Please return every line of the records that contains the word "vegetation".

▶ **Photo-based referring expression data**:
* * * *
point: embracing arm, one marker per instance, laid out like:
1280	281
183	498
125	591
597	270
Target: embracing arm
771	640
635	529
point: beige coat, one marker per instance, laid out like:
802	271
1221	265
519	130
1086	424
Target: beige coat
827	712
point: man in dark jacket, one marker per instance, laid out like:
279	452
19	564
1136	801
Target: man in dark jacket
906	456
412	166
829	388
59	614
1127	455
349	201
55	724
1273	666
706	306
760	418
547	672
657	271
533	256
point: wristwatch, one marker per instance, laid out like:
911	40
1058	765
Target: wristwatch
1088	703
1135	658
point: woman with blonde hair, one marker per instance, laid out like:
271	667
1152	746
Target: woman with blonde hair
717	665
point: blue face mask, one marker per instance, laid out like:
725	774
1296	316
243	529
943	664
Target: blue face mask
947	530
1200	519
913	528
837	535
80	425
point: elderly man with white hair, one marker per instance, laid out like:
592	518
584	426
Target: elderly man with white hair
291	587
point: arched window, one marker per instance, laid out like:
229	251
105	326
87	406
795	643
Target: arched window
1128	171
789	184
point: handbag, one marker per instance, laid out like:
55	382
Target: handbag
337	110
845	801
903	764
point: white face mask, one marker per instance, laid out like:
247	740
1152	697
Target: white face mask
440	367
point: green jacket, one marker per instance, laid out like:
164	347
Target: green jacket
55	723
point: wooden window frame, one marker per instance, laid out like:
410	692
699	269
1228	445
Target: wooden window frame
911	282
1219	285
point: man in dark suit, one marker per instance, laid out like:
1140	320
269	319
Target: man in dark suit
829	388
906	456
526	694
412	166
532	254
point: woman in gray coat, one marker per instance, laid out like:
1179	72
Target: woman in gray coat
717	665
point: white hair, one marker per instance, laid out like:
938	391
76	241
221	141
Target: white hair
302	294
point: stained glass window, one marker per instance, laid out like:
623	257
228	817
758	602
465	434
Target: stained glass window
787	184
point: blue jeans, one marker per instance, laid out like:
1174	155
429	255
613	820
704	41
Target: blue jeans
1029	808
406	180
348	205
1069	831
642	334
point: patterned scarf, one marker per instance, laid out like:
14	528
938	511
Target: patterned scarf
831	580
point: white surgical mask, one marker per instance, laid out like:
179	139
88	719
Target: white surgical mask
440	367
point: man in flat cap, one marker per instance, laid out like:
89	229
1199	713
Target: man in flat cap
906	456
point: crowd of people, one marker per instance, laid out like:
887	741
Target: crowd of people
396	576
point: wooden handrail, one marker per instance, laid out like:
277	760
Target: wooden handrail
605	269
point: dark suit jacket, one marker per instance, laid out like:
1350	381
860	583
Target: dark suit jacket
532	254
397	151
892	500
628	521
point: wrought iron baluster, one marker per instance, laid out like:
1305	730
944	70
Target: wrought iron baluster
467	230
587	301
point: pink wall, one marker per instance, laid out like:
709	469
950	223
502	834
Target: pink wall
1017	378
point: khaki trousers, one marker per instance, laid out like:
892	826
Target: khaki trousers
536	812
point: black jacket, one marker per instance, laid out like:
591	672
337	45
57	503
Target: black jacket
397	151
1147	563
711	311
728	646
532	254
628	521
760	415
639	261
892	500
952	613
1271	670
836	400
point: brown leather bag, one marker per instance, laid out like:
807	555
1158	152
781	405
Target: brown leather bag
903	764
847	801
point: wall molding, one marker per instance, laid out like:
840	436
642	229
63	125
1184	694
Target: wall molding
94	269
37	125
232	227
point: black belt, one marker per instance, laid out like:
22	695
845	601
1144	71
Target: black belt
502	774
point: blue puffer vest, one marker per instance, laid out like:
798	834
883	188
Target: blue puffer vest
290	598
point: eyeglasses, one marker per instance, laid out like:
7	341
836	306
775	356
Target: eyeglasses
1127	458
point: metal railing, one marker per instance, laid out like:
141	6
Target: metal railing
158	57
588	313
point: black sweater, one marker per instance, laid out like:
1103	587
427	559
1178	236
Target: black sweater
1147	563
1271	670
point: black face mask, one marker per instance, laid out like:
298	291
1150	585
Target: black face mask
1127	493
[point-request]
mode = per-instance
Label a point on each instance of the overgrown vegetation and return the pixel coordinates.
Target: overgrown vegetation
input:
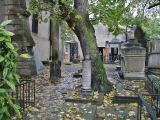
(8, 76)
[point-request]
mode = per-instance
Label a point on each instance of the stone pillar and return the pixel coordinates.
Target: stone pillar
(55, 65)
(133, 60)
(20, 27)
(86, 74)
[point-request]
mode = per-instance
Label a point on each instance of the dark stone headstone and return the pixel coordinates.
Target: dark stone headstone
(140, 36)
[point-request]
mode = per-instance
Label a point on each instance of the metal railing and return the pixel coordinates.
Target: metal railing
(24, 95)
(151, 107)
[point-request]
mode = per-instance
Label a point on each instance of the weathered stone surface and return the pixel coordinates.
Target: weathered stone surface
(133, 60)
(75, 110)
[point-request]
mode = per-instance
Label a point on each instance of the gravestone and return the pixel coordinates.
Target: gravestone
(140, 36)
(86, 74)
(154, 54)
(133, 60)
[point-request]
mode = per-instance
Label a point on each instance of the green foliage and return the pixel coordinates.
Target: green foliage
(8, 76)
(152, 28)
(66, 32)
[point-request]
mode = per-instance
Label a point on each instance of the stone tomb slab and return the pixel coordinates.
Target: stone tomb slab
(85, 97)
(127, 91)
(120, 113)
(76, 111)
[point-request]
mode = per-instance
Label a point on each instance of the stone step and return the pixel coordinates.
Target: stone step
(76, 111)
(120, 113)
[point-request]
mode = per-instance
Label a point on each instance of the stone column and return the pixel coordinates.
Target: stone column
(20, 27)
(133, 60)
(86, 74)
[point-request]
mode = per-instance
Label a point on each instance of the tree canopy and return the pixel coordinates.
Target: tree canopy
(108, 12)
(79, 14)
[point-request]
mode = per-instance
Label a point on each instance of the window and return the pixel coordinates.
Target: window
(34, 23)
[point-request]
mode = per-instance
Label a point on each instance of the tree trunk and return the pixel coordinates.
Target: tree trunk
(86, 35)
(55, 65)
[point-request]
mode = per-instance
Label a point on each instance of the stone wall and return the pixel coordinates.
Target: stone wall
(154, 54)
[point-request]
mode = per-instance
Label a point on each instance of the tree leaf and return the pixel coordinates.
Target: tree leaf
(16, 77)
(5, 72)
(8, 33)
(1, 58)
(25, 55)
(3, 109)
(2, 90)
(9, 45)
(2, 101)
(5, 23)
(16, 108)
(12, 86)
(2, 38)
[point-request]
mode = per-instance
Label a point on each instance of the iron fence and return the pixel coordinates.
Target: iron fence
(24, 95)
(152, 106)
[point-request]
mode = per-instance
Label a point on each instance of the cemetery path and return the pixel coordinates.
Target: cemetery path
(51, 96)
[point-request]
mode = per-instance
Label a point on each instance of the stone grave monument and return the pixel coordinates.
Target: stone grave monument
(86, 74)
(133, 60)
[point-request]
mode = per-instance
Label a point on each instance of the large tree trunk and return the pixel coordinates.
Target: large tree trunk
(86, 35)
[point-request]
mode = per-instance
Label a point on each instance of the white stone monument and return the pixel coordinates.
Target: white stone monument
(133, 60)
(86, 74)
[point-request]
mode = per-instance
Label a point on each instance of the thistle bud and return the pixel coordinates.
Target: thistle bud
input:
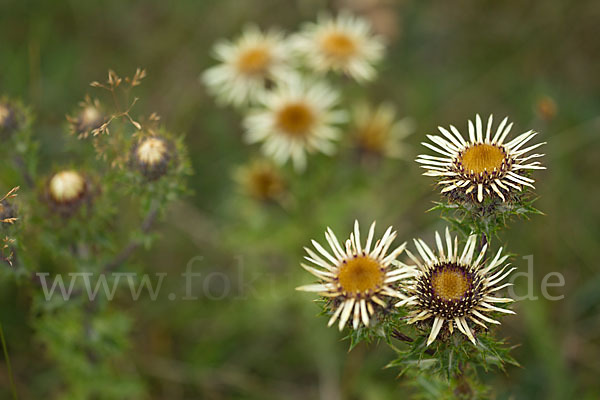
(66, 191)
(151, 157)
* * * *
▶ **Exercise output**:
Label a point on each instance of the overgrown vegetation and return the pixel coordinates.
Target: overgrown vegetation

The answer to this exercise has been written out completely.